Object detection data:
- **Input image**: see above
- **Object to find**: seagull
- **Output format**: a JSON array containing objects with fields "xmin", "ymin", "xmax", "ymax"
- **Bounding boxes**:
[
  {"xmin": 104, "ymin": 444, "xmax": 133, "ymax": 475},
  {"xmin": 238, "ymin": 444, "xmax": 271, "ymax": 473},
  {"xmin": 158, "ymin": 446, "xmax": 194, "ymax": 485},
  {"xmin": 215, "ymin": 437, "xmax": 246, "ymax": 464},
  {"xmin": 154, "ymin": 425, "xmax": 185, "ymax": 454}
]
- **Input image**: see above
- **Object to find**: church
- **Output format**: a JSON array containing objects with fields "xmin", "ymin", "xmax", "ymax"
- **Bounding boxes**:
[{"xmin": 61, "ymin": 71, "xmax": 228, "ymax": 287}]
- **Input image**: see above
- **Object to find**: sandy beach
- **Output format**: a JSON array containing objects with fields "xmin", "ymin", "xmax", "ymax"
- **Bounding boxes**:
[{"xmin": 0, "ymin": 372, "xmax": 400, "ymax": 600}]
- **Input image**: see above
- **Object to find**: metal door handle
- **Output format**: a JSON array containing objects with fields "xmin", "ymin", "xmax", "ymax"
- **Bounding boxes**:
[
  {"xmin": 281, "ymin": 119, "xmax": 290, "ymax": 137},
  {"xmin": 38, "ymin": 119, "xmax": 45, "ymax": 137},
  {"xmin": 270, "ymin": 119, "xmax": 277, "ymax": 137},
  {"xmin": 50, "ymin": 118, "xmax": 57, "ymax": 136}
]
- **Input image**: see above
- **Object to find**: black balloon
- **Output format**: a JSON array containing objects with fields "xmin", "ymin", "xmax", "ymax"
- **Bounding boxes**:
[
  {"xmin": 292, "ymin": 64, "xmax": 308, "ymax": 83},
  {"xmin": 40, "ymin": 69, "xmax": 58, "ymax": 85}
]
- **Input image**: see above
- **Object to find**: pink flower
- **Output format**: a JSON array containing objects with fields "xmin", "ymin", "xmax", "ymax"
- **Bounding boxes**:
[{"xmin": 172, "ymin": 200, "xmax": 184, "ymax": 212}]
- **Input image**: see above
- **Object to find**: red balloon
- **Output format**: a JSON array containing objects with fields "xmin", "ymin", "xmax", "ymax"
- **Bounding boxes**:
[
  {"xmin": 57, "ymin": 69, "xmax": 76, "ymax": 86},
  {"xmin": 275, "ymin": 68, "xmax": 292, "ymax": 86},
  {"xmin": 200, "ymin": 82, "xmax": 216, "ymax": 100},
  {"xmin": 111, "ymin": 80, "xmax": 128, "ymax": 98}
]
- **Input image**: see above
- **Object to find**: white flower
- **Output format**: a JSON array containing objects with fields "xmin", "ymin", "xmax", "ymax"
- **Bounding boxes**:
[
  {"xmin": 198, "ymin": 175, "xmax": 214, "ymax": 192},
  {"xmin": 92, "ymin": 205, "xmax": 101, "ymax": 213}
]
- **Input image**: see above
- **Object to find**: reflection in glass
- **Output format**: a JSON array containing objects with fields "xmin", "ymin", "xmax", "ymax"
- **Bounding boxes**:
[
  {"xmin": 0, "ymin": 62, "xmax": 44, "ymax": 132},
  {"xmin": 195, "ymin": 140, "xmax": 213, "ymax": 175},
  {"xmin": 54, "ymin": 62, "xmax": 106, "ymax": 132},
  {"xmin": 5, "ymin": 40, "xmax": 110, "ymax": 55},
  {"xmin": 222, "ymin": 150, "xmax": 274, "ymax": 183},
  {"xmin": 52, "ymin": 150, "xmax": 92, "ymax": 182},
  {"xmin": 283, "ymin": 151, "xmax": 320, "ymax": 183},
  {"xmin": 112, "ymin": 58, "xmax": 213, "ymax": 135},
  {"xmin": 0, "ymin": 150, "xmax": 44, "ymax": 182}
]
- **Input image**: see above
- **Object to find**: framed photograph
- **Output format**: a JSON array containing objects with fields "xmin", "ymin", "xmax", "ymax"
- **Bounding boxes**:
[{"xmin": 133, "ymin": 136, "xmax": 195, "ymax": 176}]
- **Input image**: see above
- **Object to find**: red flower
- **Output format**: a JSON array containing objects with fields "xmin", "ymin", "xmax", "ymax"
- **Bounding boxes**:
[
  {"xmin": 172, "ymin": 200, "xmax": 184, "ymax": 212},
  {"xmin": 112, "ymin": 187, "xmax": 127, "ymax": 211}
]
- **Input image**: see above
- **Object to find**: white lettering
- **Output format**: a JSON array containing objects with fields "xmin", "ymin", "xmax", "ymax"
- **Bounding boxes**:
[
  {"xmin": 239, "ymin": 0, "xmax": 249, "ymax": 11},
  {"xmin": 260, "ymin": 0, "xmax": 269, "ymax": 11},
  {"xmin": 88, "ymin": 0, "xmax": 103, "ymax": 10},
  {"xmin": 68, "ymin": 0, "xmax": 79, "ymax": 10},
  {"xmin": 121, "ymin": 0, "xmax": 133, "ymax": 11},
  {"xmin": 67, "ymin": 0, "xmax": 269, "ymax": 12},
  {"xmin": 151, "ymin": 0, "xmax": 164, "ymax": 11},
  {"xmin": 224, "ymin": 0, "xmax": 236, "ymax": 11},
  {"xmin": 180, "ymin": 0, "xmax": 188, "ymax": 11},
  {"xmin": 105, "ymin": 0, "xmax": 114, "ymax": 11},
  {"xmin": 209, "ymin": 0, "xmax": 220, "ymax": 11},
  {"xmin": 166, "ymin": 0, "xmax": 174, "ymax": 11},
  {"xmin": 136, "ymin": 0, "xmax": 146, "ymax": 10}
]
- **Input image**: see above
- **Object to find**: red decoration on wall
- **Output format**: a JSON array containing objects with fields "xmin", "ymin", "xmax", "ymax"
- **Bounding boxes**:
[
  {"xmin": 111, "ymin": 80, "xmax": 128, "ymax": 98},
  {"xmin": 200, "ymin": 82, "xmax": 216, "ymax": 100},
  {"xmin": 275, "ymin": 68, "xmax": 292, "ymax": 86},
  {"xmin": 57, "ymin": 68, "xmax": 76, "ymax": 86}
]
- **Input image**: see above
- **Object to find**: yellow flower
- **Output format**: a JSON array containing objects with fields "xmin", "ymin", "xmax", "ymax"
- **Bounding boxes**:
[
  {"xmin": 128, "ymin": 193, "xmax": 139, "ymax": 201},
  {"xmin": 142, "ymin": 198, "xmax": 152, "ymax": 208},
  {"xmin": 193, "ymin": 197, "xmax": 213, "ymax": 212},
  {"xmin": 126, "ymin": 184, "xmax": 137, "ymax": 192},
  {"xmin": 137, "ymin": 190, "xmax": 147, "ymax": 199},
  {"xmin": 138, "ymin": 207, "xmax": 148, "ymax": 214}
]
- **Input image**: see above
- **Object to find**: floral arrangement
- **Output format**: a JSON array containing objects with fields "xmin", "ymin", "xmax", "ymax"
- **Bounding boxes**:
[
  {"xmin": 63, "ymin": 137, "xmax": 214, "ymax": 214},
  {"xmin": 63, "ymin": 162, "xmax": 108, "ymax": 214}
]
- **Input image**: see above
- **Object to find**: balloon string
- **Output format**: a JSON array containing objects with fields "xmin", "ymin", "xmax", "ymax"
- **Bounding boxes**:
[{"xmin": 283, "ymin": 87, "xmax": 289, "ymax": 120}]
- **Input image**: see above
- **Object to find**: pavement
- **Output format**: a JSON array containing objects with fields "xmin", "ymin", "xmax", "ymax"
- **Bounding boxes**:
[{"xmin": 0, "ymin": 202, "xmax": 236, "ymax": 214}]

* _What you should do_
Collect every line from the items above that contains the word "flower", and list them.

* _Task result_
- **Object to find**: pink flower
- **Object to find**: white flower
- **Object to find**: red flower
- **Object to find**: yellow flower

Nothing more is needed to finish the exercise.